Recorded data:
● ● ● ● ●

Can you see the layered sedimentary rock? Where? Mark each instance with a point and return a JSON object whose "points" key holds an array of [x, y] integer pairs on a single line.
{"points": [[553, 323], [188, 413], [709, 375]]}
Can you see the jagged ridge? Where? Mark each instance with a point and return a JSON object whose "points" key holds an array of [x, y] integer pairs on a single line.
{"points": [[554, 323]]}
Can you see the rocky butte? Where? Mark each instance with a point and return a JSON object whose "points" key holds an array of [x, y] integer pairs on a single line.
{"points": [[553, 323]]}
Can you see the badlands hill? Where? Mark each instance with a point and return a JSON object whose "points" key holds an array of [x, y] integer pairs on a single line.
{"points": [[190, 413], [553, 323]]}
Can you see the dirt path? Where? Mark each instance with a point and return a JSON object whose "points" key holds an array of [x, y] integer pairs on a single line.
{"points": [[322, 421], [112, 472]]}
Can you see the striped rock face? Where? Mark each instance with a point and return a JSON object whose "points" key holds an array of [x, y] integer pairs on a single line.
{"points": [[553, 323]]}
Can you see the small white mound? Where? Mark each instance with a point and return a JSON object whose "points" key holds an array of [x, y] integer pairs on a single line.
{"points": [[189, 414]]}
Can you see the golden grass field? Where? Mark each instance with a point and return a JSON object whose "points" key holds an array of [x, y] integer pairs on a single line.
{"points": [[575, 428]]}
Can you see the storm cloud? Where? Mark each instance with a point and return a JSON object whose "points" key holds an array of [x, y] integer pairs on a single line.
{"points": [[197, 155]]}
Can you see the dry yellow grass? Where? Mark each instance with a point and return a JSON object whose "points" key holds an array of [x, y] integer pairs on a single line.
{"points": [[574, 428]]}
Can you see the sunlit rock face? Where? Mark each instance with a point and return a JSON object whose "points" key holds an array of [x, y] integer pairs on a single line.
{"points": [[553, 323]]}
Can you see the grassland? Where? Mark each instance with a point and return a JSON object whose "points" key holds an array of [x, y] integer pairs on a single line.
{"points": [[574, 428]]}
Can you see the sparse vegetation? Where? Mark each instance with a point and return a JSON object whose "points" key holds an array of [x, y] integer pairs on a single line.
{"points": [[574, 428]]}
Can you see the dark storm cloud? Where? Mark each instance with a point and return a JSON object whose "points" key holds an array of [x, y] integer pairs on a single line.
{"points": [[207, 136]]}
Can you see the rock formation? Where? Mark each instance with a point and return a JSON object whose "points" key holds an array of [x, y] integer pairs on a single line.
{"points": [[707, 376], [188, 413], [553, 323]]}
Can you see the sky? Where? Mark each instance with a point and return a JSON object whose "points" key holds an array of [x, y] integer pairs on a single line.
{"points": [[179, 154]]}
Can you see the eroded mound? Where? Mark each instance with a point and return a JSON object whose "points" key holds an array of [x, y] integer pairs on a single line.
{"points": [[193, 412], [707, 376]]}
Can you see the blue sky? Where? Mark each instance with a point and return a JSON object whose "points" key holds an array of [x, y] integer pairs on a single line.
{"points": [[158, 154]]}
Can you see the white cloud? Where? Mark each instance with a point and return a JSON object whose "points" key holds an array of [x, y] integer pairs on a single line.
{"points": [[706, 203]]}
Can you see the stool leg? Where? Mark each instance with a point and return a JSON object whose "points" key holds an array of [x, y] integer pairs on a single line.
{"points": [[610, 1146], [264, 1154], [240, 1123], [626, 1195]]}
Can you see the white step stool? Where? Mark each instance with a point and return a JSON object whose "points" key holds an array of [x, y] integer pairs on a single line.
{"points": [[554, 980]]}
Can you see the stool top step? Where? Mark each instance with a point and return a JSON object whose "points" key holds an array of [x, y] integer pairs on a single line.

● ● ● ● ●

**WHAT TO WORK ON:**
Exactly as given, repeat every record above.

**RESULT OF THE TASK:**
Can you see the layered sedimentary rock? Where? Mark each instance with a point and return a JSON object whose "points" key holds an array of [x, y] integer pairs on a single line.
{"points": [[553, 323], [188, 413], [709, 375]]}
Can you see the jagged ridge? Where? Mark each instance with a point and return a JSON object whose "points" key holds an array of [x, y] integer pairs on a single line.
{"points": [[554, 323]]}
Can you see the rocky butte? Where? Mark each instance with a point and return a JSON object whose "points" key holds an array of [x, y] integer pairs on a single line.
{"points": [[553, 323]]}
Can you see the badlands hill? Where? Mark each instance with a point and return a JSON object whose "points" key holds an array of [x, y] integer pairs on a single line.
{"points": [[190, 413], [553, 323]]}
Can you see the dirt path? Where? Mark each instance with a point and return a JSON object whose "points" key holds an array of [x, y] integer pairs on a single line.
{"points": [[322, 421], [112, 472]]}
Can you see the striped rock face? Where? Mark each instance with a point and return a JSON object whose "points" key holds an array of [x, y] integer pairs on a single line.
{"points": [[553, 323]]}
Can you see the small white mound? Where? Mark each instance with a point and return a JSON object whose "points" key holds an array of [x, y] integer pairs on a single line.
{"points": [[189, 414]]}
Can you see the golden grass field? Where? Mark each instance with a point and return a JSON object whose "points" key holds an array of [x, y] integer pairs on a single line.
{"points": [[575, 428]]}
Can you see the storm cloud? Where? Mark each instance with a point and return a JSON object whose "points" key holds an array of [x, y] integer pairs on a single line.
{"points": [[197, 155]]}
Can you see the dry yellow grass? Where? Mark each instance with a point and return a JSON object whose "points" key holds an array of [x, y] integer pairs on a single line.
{"points": [[574, 428]]}
Can you see the sunlit rock face? Where? Mark each instance with a point and return a JSON object whose "points" key holds an array of [x, y] integer pairs on a single line.
{"points": [[553, 323]]}
Can you see the grassland? Where? Mark each instance with a point and return a JSON object whose "points" key holds an array of [x, y] integer pairs on a single line.
{"points": [[574, 428]]}
Can you see the sparse vegetation? Where? Mark each instance with a point and return a JSON object whose "points" key holds an array of [x, y] integer pairs on a single line.
{"points": [[574, 428]]}
Can you see the dark storm cloud? Where? Mark each instance with a point and return a JSON object whose "points" key holds an array of [x, y] integer pairs on a single line.
{"points": [[207, 136]]}
Can you see the rock formation? Where? Mark each instance with a point and return a JSON object whose "points" key holds an array of [x, y] integer pairs on a single line.
{"points": [[707, 376], [188, 413], [553, 323]]}
Can you see the sky? Where? Mark each instance with a point and return a JSON object whose "points" key holds an array of [x, y] integer pairs on a single line.
{"points": [[179, 154]]}
Can you see the eroded mound? Where? Mark each instance with a point and return a JSON object whose "points" key holds an array of [x, y] integer pairs on a single line.
{"points": [[193, 412], [707, 376]]}
Can you see the blue sky? Where? Mark each instance with a point and return a JSON object whose "points" key holds an array of [x, y] integer pairs on a single line.
{"points": [[158, 154]]}
Can you see the white cloud? Where? Mark each instance with a point and return a JSON object whose "points" key holds an array of [x, y] integer pairs on a single line.
{"points": [[706, 203]]}
Can you see the stool leg? Where? Mark each instance with a point and return a JSON object whose "points" key holds an array of [x, y] integer pairs on a single line.
{"points": [[610, 1146], [264, 1154], [240, 1123], [626, 1195]]}
Can you see the white step stool? Where? Mark each instance with a point and return a JSON object whose "points" key holds an array of [x, y] integer pairs on a single line.
{"points": [[554, 980]]}
Can you see the stool top step? Where? Mark each instance with a point and return a JSON object whose "points" key holds an array of [x, y] integer pairs on a single line.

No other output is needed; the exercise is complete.